### Supplied data ###

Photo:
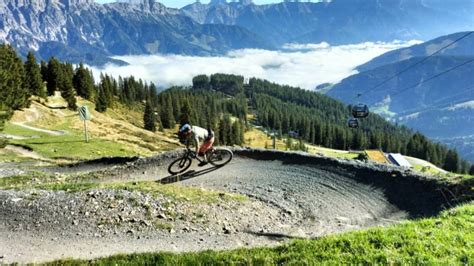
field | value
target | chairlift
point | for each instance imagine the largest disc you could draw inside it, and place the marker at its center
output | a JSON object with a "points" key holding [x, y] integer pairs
{"points": [[353, 123], [360, 111]]}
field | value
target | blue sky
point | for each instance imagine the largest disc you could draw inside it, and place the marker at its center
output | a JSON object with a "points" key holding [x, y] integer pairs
{"points": [[181, 3]]}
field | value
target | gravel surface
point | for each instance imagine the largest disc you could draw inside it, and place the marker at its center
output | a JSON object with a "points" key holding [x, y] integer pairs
{"points": [[291, 195]]}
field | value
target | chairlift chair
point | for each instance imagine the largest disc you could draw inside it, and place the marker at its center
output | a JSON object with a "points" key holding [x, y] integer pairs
{"points": [[353, 123], [360, 111]]}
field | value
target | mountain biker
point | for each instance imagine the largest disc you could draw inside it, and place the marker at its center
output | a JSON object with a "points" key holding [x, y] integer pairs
{"points": [[196, 134]]}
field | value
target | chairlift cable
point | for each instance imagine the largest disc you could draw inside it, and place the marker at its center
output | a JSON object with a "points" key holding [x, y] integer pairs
{"points": [[417, 63], [433, 77]]}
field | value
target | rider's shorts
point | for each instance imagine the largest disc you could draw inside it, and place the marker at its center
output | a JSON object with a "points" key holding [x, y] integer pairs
{"points": [[206, 146]]}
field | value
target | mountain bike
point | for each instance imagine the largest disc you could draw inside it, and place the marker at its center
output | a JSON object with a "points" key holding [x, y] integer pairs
{"points": [[215, 156]]}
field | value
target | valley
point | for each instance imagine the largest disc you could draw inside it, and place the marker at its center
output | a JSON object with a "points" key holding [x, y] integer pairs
{"points": [[340, 132]]}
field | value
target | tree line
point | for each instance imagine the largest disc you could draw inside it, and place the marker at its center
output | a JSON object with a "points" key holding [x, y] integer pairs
{"points": [[321, 120], [220, 102]]}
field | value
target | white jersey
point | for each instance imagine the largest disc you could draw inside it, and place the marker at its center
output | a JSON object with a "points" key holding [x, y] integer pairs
{"points": [[199, 133]]}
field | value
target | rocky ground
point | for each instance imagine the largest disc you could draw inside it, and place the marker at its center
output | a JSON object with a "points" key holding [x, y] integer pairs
{"points": [[286, 196]]}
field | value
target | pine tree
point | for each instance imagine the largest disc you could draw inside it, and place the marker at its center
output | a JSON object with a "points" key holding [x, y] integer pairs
{"points": [[33, 78], [201, 82], [149, 118], [66, 86], [3, 117], [83, 82], [236, 133], [54, 76], [13, 93], [451, 162]]}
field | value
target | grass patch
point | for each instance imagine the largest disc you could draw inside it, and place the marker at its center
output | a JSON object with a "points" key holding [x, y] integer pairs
{"points": [[73, 147], [444, 240], [12, 157]]}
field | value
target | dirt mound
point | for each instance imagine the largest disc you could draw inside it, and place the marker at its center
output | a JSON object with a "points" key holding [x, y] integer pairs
{"points": [[291, 195]]}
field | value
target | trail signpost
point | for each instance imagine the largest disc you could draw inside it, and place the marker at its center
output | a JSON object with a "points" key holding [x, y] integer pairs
{"points": [[85, 115]]}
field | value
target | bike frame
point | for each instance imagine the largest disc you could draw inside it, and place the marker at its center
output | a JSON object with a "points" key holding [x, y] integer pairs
{"points": [[192, 154]]}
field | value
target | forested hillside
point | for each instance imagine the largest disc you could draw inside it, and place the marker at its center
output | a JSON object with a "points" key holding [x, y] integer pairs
{"points": [[221, 102]]}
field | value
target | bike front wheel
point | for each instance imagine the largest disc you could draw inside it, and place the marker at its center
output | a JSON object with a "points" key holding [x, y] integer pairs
{"points": [[179, 166], [220, 157]]}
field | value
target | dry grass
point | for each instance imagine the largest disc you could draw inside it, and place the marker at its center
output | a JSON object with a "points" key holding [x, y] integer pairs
{"points": [[377, 156]]}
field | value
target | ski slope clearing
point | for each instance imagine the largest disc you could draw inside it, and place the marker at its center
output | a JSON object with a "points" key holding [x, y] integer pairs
{"points": [[285, 196]]}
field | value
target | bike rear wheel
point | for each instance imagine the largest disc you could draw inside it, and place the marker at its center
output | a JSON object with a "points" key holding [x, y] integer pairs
{"points": [[220, 157], [180, 165]]}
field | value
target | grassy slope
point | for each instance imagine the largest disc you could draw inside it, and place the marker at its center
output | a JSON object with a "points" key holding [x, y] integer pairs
{"points": [[446, 239], [118, 132]]}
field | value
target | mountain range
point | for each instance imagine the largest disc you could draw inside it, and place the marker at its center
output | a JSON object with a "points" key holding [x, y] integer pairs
{"points": [[435, 96], [82, 30]]}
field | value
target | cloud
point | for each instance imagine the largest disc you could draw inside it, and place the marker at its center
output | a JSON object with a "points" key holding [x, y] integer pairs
{"points": [[300, 65]]}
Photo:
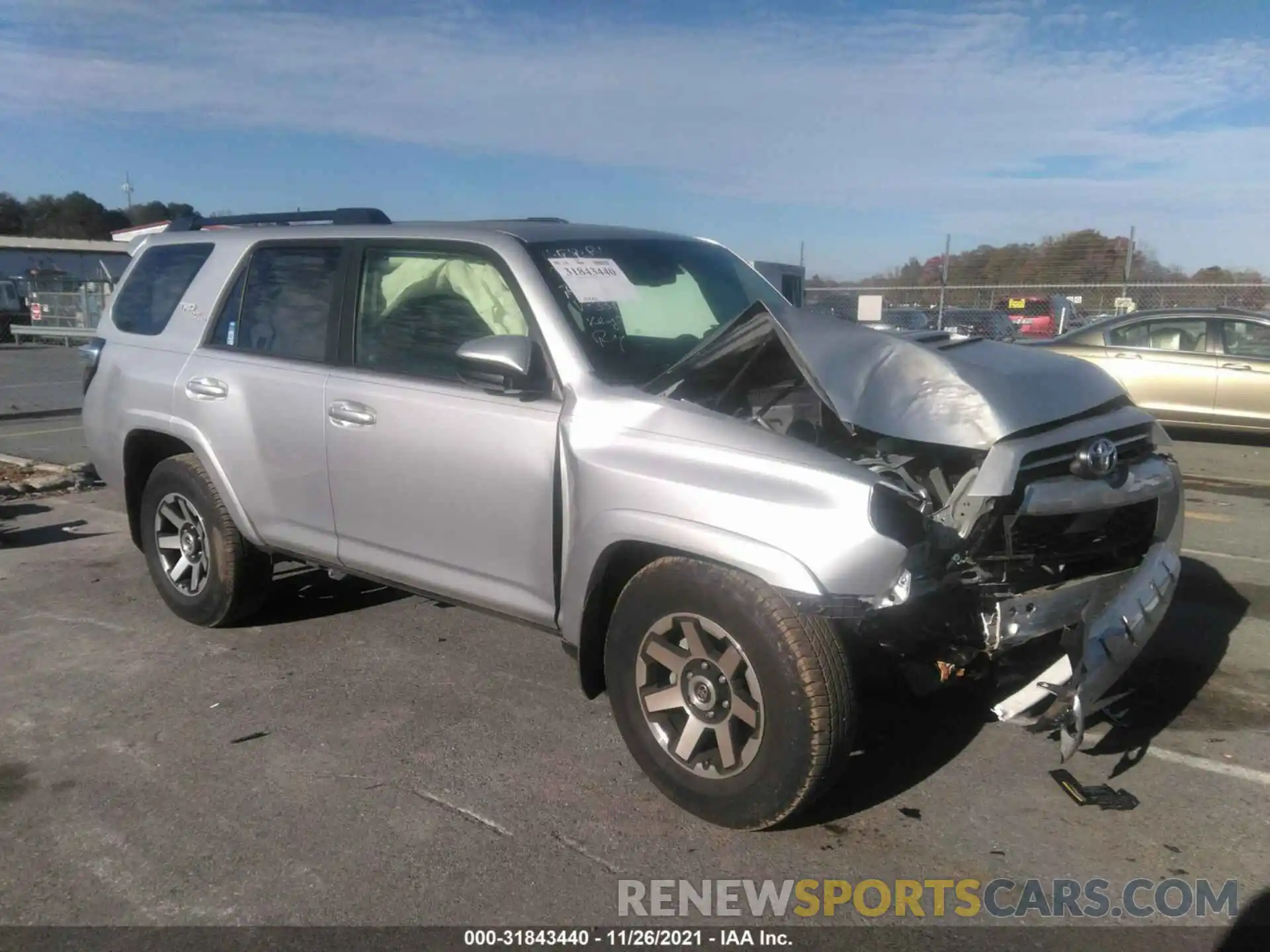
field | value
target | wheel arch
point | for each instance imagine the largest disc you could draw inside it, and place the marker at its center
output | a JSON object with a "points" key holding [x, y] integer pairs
{"points": [[621, 542]]}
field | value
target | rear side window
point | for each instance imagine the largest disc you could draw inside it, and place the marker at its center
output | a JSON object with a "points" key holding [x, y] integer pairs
{"points": [[281, 305], [148, 300]]}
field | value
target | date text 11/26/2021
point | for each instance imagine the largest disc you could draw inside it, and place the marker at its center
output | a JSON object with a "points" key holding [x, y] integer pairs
{"points": [[635, 938]]}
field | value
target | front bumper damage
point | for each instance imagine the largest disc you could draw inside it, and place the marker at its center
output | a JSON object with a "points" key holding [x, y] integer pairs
{"points": [[1113, 615]]}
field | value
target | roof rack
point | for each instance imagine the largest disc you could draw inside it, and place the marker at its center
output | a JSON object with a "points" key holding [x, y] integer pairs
{"points": [[335, 216]]}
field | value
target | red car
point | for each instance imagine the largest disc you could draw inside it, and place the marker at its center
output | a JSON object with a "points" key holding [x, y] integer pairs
{"points": [[1037, 317]]}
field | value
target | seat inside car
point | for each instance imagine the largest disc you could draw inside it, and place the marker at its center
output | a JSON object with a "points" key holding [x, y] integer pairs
{"points": [[422, 332], [1175, 339]]}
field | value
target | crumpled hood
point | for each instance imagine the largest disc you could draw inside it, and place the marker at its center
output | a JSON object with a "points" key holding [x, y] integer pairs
{"points": [[921, 386]]}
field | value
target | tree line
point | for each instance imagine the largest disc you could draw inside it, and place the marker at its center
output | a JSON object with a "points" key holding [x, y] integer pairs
{"points": [[1076, 258], [78, 216]]}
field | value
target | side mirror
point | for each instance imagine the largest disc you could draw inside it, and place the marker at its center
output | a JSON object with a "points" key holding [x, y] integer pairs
{"points": [[503, 362]]}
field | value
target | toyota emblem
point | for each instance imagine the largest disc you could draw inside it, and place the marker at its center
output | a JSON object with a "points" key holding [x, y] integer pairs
{"points": [[1097, 459]]}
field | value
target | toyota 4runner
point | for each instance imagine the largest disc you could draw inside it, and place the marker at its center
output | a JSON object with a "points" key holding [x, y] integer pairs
{"points": [[629, 440]]}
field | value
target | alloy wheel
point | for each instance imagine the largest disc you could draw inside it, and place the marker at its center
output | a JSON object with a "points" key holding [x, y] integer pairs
{"points": [[700, 696]]}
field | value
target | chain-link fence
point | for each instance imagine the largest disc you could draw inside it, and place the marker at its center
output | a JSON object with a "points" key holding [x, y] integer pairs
{"points": [[1099, 274], [1089, 299]]}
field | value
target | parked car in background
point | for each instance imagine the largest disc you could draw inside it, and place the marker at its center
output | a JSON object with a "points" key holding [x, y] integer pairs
{"points": [[1197, 367], [970, 323], [630, 441], [1039, 317], [13, 309], [905, 319]]}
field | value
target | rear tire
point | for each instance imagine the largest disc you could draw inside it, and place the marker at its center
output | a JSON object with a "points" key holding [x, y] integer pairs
{"points": [[198, 560], [737, 707]]}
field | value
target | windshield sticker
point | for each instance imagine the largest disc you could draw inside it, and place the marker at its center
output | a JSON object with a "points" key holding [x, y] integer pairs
{"points": [[595, 280]]}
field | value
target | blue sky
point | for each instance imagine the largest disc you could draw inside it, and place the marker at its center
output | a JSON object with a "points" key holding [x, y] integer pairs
{"points": [[867, 130]]}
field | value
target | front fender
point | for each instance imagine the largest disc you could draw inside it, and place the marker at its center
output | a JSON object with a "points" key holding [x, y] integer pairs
{"points": [[588, 556]]}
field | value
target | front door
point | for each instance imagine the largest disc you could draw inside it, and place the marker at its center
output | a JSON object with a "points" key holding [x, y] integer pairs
{"points": [[1244, 374], [255, 393], [437, 484], [1166, 367]]}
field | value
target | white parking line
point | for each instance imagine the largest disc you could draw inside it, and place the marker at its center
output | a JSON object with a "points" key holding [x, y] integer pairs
{"points": [[1203, 763], [37, 433], [1226, 555], [40, 383]]}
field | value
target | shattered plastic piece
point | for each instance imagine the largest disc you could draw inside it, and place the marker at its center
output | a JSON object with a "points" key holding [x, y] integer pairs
{"points": [[1101, 795]]}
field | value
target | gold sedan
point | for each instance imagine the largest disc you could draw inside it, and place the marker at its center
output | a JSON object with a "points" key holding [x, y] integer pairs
{"points": [[1191, 367]]}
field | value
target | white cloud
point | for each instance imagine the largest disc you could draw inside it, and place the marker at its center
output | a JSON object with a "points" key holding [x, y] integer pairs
{"points": [[910, 111]]}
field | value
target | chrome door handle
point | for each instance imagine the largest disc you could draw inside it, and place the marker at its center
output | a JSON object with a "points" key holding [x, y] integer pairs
{"points": [[206, 389], [347, 413]]}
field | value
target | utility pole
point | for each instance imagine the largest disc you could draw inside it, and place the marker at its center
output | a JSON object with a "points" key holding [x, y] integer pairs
{"points": [[1128, 262], [944, 276]]}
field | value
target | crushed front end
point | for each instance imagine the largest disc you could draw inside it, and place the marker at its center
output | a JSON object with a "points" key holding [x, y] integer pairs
{"points": [[1037, 503], [1072, 534]]}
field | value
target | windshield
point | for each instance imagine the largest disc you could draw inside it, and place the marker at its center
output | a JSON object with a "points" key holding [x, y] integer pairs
{"points": [[638, 305]]}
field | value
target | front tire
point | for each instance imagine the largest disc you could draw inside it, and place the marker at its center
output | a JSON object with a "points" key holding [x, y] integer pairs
{"points": [[198, 560], [737, 707]]}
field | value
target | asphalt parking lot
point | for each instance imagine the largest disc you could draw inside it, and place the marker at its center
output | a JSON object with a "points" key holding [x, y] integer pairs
{"points": [[415, 763], [360, 757]]}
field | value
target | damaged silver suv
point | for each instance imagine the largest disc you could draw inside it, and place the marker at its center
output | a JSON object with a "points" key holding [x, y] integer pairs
{"points": [[630, 440]]}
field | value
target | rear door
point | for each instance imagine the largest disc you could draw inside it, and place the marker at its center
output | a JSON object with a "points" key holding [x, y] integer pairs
{"points": [[439, 484], [1244, 374], [255, 390], [1166, 366]]}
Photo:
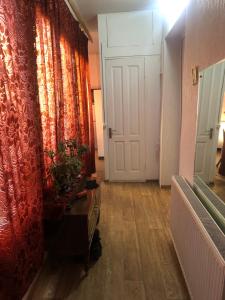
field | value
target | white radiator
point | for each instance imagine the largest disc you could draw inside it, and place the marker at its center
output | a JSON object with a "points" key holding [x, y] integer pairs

###

## Exercise instructions:
Gather every line of the records that contains the string "windshield".

## Solution for this problem:
target | windshield sticker
target | windshield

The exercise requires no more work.